[Start of Data extract]

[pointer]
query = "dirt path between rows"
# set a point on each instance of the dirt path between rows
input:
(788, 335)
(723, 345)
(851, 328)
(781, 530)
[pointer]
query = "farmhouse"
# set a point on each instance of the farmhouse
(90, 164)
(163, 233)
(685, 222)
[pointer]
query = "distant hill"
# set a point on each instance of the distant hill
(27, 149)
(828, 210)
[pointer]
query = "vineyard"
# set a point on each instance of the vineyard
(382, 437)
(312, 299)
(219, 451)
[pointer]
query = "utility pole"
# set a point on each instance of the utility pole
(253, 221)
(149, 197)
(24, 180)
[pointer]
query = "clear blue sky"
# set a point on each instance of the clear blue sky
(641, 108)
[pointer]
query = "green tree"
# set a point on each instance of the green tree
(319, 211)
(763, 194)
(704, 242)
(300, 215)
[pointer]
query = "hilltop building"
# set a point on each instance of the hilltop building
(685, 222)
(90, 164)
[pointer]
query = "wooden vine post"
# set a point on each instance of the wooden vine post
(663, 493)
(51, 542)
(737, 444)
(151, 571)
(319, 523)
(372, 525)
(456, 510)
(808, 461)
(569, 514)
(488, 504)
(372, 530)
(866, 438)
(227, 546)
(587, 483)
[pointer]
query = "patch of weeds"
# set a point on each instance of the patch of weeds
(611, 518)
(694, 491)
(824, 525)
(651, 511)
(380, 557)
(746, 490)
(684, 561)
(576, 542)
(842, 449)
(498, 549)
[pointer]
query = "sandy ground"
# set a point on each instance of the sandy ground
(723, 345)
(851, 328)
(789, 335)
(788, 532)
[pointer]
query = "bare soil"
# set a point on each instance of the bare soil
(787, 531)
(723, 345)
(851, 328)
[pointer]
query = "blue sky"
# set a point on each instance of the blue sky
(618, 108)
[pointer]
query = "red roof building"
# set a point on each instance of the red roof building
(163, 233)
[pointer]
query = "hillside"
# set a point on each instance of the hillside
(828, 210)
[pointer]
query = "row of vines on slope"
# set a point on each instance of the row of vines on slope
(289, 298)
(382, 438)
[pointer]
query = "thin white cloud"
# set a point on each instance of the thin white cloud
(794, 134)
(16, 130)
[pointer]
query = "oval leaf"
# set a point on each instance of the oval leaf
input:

[End of Data extract]

Problem
Write out all the lines again, exactly as they are.

Task output
[pointer]
query = "dirt path between rows"
# set a point on each instance of the dirt path between rows
input:
(788, 335)
(723, 345)
(851, 328)
(781, 530)
[pointer]
query = "farmhouse"
# set a point on each instance of the farmhouse
(90, 164)
(163, 233)
(685, 222)
[pointer]
query = "distant hill"
# set a point on each instance of the distant hill
(27, 149)
(828, 210)
[pointer]
query = "vineyard"
# set a point on each instance of the vineyard
(382, 437)
(312, 299)
(219, 451)
[pointer]
query = "utility pole"
# set a point on each instance of the utility pole
(253, 221)
(149, 197)
(24, 180)
[pointer]
query = "clear blue sky"
# set a point on each instance of the clear blue sky
(641, 108)
[pointer]
query = "green tree"
# set a point on each instance of the green tree
(319, 211)
(763, 194)
(704, 242)
(300, 215)
[pointer]
query = "hilltop building"
# set a point on each instance of the hilltop building
(685, 222)
(90, 164)
[pointer]
query = "wooden vine post"
# set a point on each instance of the wooden vine post
(663, 493)
(51, 542)
(737, 444)
(151, 571)
(319, 523)
(372, 525)
(456, 510)
(808, 461)
(569, 514)
(488, 504)
(372, 530)
(866, 438)
(227, 546)
(587, 483)
[pointer]
query = "patch of weeds"
# set a point on each instance of the patch of weeds
(611, 518)
(694, 491)
(824, 525)
(651, 511)
(380, 557)
(746, 490)
(684, 561)
(576, 542)
(842, 449)
(498, 549)
[pointer]
query = "sandy ground"
# set a point on each instance of the sandy ground
(723, 345)
(851, 328)
(789, 335)
(788, 532)
[pointer]
query = "bare soil"
# set a point on each instance of the bare soil
(787, 531)
(723, 345)
(851, 328)
[pointer]
query = "blue sky"
# set a point on each instance of the blue sky
(618, 108)
[pointer]
query = "red roof building"
# set a point on each instance of the red roof building
(163, 233)
[pointer]
query = "hillside"
# set a point on each instance of the hillside
(828, 210)
[pointer]
query = "row of vines on slope"
# set a point on each instance of the row of vines on slope
(289, 298)
(382, 438)
[pointer]
query = "thin white cloud"
# set a point on each instance of the thin white cloud
(794, 134)
(16, 130)
[pointer]
query = "oval leaf"
# set a point on each instance of the oval leaf
input:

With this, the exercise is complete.